The Member for Nothing

The Australian electorate faces a difficult choice this Saturday; difficult because both of the major parties have similar policies and almost all of the small parties and independents are raving nutbags. Which makes Miles Holbeck – The Member, a new election-themed comedy web series from Jungle, available in bi-weekly installments on their Facebook page, seem rather timely.

Former PE teacher Miles Holbeck is standing as an independent candidate for the Senate, except, unlike every independent who’s ever stood, he hasn’t got any beliefs or policies. He’s more the kind of politician who’ll say whatever he thinks the few people prepared to listen to him want to hear.

Making Holbeck an independent candidate with no strong beliefs is an interesting choice, partly because it seems so unlikely – isn’t the thing about independents that they stand because they believe strongly in something, no matter how misguided – and partly because for the character to work, there has to be some way for us to his understand him. And so far, all we’ve discovered is that Miles used to be a PE teacher and that he and his wife split recently. Which doesn’t really explain why he’s running despite holding no political views.

We could probably overlook the fact that Miles is an unrealistic and unexplained character if the show was funny, but here’s the other problem: it isn’t. It’s yet more of what we’ve come to expect from almost two decades of post-The Office, cringe-coms: a misguided character does stuff and looks idiotic. And we’re all meant to laugh.

Miles campaigns in a local park, tries too hard to get along with people and metaphorically falls on his arse. Miles gets a slot on community radio, but when asked by the interviewer to tell the listeners his views, any of his views, he plugs his tailor. Miles’ campaign manager hires various experts (in strategy, NLP, etc.), but Miles either doesn’t understand or ignores their advice. Miles gets booked for an Open Mic night in a bar and bores and mystifies the audience with his attempts to play the guitar and connect with them politically. And on it goes.

## Exercise instructions
• 1. In the review of the web series, which campaign efforts by Miles does the final paragraph describe?
• 2. Carry on the review of the web series from its final sentence.

## Records provided
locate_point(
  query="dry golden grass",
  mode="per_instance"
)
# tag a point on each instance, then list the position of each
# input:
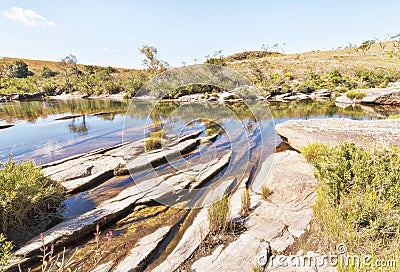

## Expected outputs
• 1.
- Campaigning in a local park, where he tries too hard to get along with people and metaphorically falls on his arse
- Appearing on community radio, where he plugs his tailor when asked for any of his views
- Ignoring or failing to understand the experts his campaign manager hires, such as those in strategy and NLP
- Performing at an Open Mic night in a bar, where he bores and mystifies the audience with his guitar playing and his attempts to connect with them politically

• 2.
Oh yeah, and almost all the people in this series are members of the public who had no idea Miles wasn’t a real candidate. Which again, would have been fine if it was funny, but it isn’t. You just feel a bit sorry for the various people whose time’s been wasted.

With so many candidates in this year’s election having nothing of great interest to say, a comedy about a candidate with no views seems prescient, but it doesn’t work comedically. If you want to create a character who’s funny, you’d be better off creating a character with extreme views – a Bob Katter or Donald Trump-style nutbag, for example. But if your character believes in nothing, there’s nowhere for your comedy to go. And as much as we’re not fans of Office-style cringe comedy, at least David Brent was an actual character, with the sort of delusional self-believe that’s potentially very funny indeed. Miles Holbeck, on the other hand, needs to find some beliefs to hold so that we can laugh at them.